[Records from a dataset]
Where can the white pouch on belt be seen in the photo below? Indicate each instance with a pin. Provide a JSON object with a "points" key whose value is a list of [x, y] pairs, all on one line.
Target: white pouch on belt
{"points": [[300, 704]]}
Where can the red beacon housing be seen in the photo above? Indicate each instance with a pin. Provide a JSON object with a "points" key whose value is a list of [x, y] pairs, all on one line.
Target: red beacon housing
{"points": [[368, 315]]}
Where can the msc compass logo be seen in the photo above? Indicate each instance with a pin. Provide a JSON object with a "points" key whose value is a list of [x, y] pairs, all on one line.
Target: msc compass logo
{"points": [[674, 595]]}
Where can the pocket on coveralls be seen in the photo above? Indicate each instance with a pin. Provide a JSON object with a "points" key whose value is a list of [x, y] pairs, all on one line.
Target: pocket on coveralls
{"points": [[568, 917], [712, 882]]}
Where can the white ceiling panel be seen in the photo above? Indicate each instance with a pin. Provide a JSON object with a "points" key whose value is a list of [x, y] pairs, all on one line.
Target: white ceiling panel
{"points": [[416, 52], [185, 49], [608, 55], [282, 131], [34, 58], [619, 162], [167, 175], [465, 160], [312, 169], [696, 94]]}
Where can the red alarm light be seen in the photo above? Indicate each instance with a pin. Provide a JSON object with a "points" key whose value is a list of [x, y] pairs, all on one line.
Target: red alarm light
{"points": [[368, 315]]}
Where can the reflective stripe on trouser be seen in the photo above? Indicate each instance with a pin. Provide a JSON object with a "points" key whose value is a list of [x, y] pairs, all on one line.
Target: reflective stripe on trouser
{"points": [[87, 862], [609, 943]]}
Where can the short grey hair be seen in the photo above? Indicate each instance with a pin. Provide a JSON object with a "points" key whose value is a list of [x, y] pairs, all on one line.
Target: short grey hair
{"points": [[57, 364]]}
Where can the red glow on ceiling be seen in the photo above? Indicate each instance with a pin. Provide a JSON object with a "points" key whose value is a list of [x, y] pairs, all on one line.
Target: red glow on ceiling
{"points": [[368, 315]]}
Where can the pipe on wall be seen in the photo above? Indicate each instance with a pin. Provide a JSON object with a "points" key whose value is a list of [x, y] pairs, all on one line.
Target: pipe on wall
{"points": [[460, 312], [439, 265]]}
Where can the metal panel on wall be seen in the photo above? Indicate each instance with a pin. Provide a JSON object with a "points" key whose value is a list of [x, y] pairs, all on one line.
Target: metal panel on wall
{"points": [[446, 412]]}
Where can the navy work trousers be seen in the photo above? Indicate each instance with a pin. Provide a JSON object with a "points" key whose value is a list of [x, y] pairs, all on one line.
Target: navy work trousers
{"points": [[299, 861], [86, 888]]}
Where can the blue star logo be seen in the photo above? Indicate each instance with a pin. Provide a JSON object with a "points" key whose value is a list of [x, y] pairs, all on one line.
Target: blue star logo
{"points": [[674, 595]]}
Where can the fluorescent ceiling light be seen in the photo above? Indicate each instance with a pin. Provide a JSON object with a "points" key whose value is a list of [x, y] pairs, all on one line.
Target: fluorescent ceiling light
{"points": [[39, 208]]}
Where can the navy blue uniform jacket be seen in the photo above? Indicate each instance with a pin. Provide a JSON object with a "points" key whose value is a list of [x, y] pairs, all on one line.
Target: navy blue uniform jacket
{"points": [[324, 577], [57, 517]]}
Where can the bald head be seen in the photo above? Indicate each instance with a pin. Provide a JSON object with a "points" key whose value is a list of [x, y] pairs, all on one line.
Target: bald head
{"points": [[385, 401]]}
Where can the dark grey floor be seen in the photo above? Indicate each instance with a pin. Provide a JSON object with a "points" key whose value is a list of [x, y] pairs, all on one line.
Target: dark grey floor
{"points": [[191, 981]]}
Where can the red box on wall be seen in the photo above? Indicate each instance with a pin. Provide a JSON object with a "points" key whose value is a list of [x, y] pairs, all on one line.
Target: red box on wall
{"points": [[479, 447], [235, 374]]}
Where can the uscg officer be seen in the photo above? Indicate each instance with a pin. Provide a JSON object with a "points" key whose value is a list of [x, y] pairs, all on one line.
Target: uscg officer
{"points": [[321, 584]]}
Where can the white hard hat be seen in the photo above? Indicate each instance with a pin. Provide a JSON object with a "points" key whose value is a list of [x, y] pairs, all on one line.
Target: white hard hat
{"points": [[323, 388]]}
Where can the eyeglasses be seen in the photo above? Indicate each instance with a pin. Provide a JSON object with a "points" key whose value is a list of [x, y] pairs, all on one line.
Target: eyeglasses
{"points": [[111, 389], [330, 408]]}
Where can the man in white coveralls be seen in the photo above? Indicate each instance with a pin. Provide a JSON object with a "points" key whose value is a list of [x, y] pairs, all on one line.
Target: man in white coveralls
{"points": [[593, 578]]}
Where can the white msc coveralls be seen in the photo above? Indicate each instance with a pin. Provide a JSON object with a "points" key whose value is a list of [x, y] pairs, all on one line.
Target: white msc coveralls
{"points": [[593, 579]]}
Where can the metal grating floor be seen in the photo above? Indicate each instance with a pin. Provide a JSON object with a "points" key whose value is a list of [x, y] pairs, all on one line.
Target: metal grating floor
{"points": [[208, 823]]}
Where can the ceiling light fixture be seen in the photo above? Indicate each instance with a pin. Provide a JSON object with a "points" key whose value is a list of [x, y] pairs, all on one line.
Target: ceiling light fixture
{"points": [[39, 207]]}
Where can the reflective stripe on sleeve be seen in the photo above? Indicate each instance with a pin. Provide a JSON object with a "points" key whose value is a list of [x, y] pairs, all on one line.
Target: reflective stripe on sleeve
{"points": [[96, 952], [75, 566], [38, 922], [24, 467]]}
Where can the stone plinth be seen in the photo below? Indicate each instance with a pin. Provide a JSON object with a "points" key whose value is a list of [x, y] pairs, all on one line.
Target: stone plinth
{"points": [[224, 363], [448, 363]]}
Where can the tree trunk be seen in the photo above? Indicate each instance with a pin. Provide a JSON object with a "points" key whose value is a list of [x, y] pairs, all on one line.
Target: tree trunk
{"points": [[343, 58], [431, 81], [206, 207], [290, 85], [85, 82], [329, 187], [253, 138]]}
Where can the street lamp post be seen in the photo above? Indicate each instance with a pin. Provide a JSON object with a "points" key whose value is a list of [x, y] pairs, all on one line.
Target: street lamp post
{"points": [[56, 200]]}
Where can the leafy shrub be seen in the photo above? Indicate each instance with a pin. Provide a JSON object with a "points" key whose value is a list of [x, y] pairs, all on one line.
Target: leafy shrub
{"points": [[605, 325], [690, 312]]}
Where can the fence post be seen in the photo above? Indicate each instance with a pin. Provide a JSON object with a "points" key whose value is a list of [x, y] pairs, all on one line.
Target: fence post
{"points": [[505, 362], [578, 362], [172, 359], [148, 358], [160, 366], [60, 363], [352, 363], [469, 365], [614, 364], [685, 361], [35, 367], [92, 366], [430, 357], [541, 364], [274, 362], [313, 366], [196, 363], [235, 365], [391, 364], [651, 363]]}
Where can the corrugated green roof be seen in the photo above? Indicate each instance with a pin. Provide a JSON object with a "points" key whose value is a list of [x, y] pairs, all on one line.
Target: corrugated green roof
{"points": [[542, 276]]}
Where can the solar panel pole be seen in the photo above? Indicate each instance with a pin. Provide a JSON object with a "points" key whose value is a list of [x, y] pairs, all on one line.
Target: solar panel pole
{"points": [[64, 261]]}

*The exercise*. Could you duplicate every line of the material above, character for character?

*Full solution*.
Where can the white pouch on belt be seen in the photo below? Indicate each instance with a pin. Provide a JSON object with a "points" key whose value is a list of [x, y] pairs, all on one line.
Target: white pouch on belt
{"points": [[300, 704]]}
Where can the red beacon housing be seen in the photo above? Indicate each instance with a pin. Provide a JSON object with a "points" key whose value is a list of [x, y] pairs, all on one line.
Target: red beacon housing
{"points": [[368, 315]]}
Where can the msc compass logo be seen in the photo above? Indicate each instance with a pin. Provide a JSON object with a "points" key whose value is a list of [x, y] pairs, all on one line.
Target: msc compass logo
{"points": [[674, 595]]}
Where can the pocket on coveralls be seen in the photo above? Indicate each instance with a pin. Provide a JSON object with a "points" key whose value is a list of [x, y] pairs, all on one line.
Target: pocket on coveralls
{"points": [[568, 917], [712, 882]]}
Where can the white ceiling panel be seen in the photo above? Indicate each instance with a pin. Provide a JSON object with a "points" key whose value is a list of [x, y] pairs, all on one line.
Target: white ceiling panel
{"points": [[416, 52], [185, 49], [608, 55], [282, 131], [34, 58], [619, 162], [167, 175], [465, 160], [312, 169], [696, 94]]}
Where can the red alarm light be seen in the photo above? Indicate each instance with a pin. Provide a JSON object with a "points" key whose value is a list of [x, y] pairs, all on one line.
Target: red alarm light
{"points": [[368, 315]]}
Where can the reflective stripe on trouser be seen in the photo above? Indicate each instance with a pin. Provide a JSON object with a "points" key whose value is a list of [x, y] pairs, all on one line.
Target: reflective stripe on trouser
{"points": [[87, 862], [609, 943]]}
Where can the short grey hair be seen in the photo above? Indicate each instance with a pin. Provide a JSON object with a "points" key whose value is a list of [x, y] pairs, all on one line.
Target: short grey hair
{"points": [[57, 364]]}
Where can the red glow on ceiling be seen in the photo above? Indicate each instance with a pin. Provide a JSON object with a "points" key whose value is a list of [x, y] pairs, all on one line.
Target: red glow on ceiling
{"points": [[368, 315]]}
Where can the pipe on wall be seen in the photo above? Indicate each instance with a pin. Provide a JSON object with a "points" key whose value is a list of [x, y] pairs, all on one line.
Target: pipe on wall
{"points": [[460, 312], [439, 265]]}
Where can the metal panel on wall be seen in the photo above? Indicate each instance with a pin. Provide a JSON object with a "points" key whose value is a list of [x, y] pairs, all on one line.
Target: metal panel on wall
{"points": [[446, 412]]}
Where can the navy work trousers be seen in the photo above? Indicate each instance with a pin. Provide a JSON object with a "points" key whose value is a list of [x, y] pairs, all on one line.
Target: navy work trousers
{"points": [[299, 861], [86, 888]]}
Where can the blue star logo be seen in the photo above? Indicate each instance with a pin. Provide a JSON object with a "points" key whose value is a list of [x, y] pairs, all on one line.
Target: blue star logo
{"points": [[674, 595]]}
Where can the fluorescent ceiling light be seen in the photo above? Indicate each instance with a pin. Provide a JSON object with a "points" key whose value is a list of [x, y] pairs, all on one line.
Target: fluorescent ceiling light
{"points": [[39, 208]]}
Where can the navy blue uniform jacket be seen in the photo above? Indicate each instance with a pin. Provide a JSON object with a "points" key whose value is a list of [x, y] pairs, all on one line.
Target: navy blue uniform jacket
{"points": [[324, 577], [57, 517]]}
Where can the bald head be seen in the photo above? Indicate each instance with a pin. Provide a JSON object with a "points" key whose value is a list of [x, y] pairs, all on one line.
Target: bald head
{"points": [[385, 401]]}
Where can the dark grey floor be seen in the photo above? Indicate each instance with a pin. Provide a JSON object with a "points" key whose value is a list of [x, y] pairs, all on one line.
Target: dark grey floor
{"points": [[191, 981]]}
Where can the red box on wall be seen in the photo above? Indicate each instance with a pin. Provide a JSON object with a "points" key whose value is a list of [x, y] pairs, all on one line.
Target: red box on wall
{"points": [[479, 447], [235, 374]]}
Where can the uscg officer be seen in the photo above? Indicate each instance with a pin. Provide a JSON object with a "points" key whose value is a list of [x, y] pairs, all on one line.
Target: uscg officer
{"points": [[321, 584]]}
Where can the white hard hat be seen in the photo above? Indicate each instance with a pin. Provide a JSON object with a "points" key whose value is a list of [x, y] pairs, all on one line.
Target: white hard hat
{"points": [[323, 388]]}
Where can the eyeglasses be seen in the photo above? Indicate each instance with a pin. Provide a JSON object with a "points" key whose value is a list of [x, y] pairs, all on one line.
Target: eyeglasses
{"points": [[111, 389], [330, 408]]}
Where can the man in white coveralls be seen in the photo above? Indicate each instance with a pin. Provide a JSON object with a "points" key whose value is a list of [x, y] pairs, all on one line.
Target: man in white coveralls
{"points": [[593, 578]]}
Where can the white msc coveralls be seen in the photo above? Indicate each instance with a pin. Provide a JSON object with a "points" key whose value is a list of [x, y] pairs, all on one line.
Target: white msc coveralls
{"points": [[593, 579]]}
Where can the metal grating floor be seen in the photo above? Indicate each instance with a pin. Provide a JSON object with a "points" key whose value is a list of [x, y] pairs, all on one line.
Target: metal grating floor
{"points": [[208, 823]]}
Where can the ceiling light fixture be seen in the photo above? Indicate each instance with a pin. Provide a JSON object with a "points" key whose value is a list of [x, y] pairs, all on one line.
Target: ceiling light fixture
{"points": [[39, 207]]}
Where can the reflective stripe on sleeve be seen in the photo above? Indicate each instance with a pin. Provide a JSON object with a "points" key whose value is a list of [x, y] pairs, all on one line.
Target: reflective stripe on sleeve
{"points": [[96, 952], [75, 566], [38, 922], [24, 467]]}
Where can the stone plinth be seen in the photo below? Indicate each instance with a pin. Provide a JSON object with a "points" key whose value is a list of [x, y] pairs, all on one line.
Target: stone plinth
{"points": [[224, 363], [448, 363]]}
Where can the tree trunk be seen in the photo above? Indicate each instance with a pin. Provide a JSON object with a "points" key whose value is a list of [x, y] pairs, all on one line.
Target: tree trunk
{"points": [[343, 58], [431, 81], [206, 207], [290, 85], [85, 82], [329, 187], [253, 138]]}
Where can the street lamp post be seen in the photo above? Indicate each instance with a pin. Provide a JSON object with a "points" key whose value is a list of [x, y] pairs, all on one line.
Target: street lamp post
{"points": [[56, 200]]}
Where can the leafy shrub be seen in the photo above? Indicate each instance with a pin. Provide a JSON object with a "points" key whose value is a list of [x, y] pairs, all on one line.
Target: leafy shrub
{"points": [[605, 325], [690, 312]]}
Where can the fence post be seen in the photo above? Indicate each instance with a pin. Provide a JSON object with a "points" key whose value is a list of [x, y] pairs, all on one line.
Target: fence post
{"points": [[505, 362], [578, 362], [172, 359], [148, 358], [160, 366], [60, 363], [352, 363], [469, 365], [614, 364], [685, 361], [35, 367], [92, 366], [430, 357], [541, 364], [274, 362], [313, 366], [196, 363], [235, 365], [391, 364], [651, 363]]}
Where can the corrugated green roof be seen in the photo above? Indicate each instance with a pin. Provide a JSON object with a "points" key whose value is a list of [x, y] pairs, all on one line.
Target: corrugated green roof
{"points": [[542, 276]]}
Where can the solar panel pole be seen in the photo above? Indicate each instance with a pin. Provide a JSON object with a "points" key whose value is a list of [x, y] pairs, all on one line.
Target: solar panel pole
{"points": [[64, 261]]}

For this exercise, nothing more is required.